• _AIM OF THE TASK_
In the entries below, find every line with "shirt" and copy it.
---- DATA SUPPLIED
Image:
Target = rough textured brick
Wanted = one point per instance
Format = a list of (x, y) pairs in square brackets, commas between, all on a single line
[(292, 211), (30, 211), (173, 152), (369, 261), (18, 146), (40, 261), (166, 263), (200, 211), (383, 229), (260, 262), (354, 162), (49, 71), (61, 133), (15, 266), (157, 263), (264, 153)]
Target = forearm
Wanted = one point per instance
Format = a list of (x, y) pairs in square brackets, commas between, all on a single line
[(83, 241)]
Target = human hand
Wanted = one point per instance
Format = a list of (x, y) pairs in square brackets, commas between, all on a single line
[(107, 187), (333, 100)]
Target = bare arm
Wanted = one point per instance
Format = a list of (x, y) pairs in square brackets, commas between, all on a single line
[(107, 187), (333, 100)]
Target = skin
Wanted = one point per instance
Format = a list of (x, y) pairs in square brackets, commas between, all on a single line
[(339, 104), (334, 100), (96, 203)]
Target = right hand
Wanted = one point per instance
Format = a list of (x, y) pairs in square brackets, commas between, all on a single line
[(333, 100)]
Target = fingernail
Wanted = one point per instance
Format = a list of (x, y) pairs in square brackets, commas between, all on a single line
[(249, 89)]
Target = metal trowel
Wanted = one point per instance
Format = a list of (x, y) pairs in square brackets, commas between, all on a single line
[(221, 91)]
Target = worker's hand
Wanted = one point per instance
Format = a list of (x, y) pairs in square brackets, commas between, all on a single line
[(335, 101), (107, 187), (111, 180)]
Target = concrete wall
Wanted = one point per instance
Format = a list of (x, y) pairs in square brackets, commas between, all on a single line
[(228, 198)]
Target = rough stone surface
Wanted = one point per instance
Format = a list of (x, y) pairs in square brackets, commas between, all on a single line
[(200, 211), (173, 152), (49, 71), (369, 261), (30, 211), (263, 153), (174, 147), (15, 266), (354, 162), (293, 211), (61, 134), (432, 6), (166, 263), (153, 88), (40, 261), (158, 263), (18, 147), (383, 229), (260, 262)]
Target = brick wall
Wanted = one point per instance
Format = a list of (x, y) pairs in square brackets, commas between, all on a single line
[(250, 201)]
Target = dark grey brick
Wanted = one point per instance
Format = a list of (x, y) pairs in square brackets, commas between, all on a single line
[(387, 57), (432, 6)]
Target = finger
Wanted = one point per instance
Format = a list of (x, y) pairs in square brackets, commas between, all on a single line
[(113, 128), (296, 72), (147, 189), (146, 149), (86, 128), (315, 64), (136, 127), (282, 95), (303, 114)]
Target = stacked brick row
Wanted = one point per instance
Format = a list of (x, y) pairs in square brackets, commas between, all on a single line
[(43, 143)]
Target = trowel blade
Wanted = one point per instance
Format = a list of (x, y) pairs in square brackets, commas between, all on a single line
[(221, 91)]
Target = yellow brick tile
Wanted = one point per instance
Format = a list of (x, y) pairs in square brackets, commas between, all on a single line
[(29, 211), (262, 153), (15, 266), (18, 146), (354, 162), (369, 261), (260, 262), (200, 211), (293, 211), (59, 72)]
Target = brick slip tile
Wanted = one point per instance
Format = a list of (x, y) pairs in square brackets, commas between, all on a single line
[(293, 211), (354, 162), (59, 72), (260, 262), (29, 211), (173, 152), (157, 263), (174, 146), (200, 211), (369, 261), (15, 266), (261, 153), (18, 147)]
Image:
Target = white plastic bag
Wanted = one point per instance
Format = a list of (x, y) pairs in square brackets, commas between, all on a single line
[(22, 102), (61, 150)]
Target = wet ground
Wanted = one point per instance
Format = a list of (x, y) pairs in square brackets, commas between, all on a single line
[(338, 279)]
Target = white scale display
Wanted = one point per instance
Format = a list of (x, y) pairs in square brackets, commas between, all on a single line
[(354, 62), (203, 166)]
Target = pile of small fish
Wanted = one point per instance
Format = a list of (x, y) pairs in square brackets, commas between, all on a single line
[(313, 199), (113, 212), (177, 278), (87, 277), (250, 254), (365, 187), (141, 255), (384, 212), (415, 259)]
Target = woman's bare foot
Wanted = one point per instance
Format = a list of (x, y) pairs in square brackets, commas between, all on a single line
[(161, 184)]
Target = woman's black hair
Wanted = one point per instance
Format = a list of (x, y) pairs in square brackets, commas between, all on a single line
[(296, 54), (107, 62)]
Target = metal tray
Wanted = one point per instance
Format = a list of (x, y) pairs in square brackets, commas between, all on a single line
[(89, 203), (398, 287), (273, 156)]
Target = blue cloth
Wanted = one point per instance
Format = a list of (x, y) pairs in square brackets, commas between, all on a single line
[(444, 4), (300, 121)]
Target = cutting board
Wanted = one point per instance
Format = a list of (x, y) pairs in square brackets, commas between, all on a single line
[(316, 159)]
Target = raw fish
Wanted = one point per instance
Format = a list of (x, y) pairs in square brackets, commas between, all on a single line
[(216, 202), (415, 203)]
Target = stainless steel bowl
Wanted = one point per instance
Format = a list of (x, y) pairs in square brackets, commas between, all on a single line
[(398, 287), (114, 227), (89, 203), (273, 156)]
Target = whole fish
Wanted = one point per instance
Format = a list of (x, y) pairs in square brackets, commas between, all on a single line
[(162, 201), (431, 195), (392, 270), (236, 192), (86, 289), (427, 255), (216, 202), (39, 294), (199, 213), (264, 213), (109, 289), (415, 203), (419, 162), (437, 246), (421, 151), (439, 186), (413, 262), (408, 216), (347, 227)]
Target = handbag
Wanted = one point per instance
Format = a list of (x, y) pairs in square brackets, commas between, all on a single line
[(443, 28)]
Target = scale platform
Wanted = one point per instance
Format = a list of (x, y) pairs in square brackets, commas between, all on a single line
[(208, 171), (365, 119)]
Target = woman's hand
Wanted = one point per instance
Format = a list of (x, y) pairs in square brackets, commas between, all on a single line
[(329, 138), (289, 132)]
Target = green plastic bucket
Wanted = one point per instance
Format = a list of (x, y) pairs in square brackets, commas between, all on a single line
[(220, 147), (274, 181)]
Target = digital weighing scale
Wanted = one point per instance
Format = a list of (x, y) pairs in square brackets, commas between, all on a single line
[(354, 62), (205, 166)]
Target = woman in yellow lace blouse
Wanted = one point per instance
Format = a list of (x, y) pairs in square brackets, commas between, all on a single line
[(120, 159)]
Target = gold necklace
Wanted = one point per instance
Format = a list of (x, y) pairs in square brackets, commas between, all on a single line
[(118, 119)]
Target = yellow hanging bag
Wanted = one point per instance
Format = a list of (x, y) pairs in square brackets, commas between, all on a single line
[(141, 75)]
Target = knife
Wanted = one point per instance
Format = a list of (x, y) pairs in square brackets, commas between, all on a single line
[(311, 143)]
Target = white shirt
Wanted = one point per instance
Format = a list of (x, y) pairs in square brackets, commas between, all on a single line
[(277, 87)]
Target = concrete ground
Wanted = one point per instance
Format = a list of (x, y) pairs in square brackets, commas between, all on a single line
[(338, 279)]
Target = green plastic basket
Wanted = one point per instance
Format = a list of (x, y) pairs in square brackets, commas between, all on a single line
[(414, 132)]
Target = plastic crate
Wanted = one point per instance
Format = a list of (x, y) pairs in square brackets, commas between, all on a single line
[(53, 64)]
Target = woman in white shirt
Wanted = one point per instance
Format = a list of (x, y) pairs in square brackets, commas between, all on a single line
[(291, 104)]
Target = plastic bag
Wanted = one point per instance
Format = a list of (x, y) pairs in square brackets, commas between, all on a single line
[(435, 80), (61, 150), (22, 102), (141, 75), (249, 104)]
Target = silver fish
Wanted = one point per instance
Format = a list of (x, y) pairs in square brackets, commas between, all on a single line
--------
• _REPLY_
Target = white shirt
Target = woman in white shirt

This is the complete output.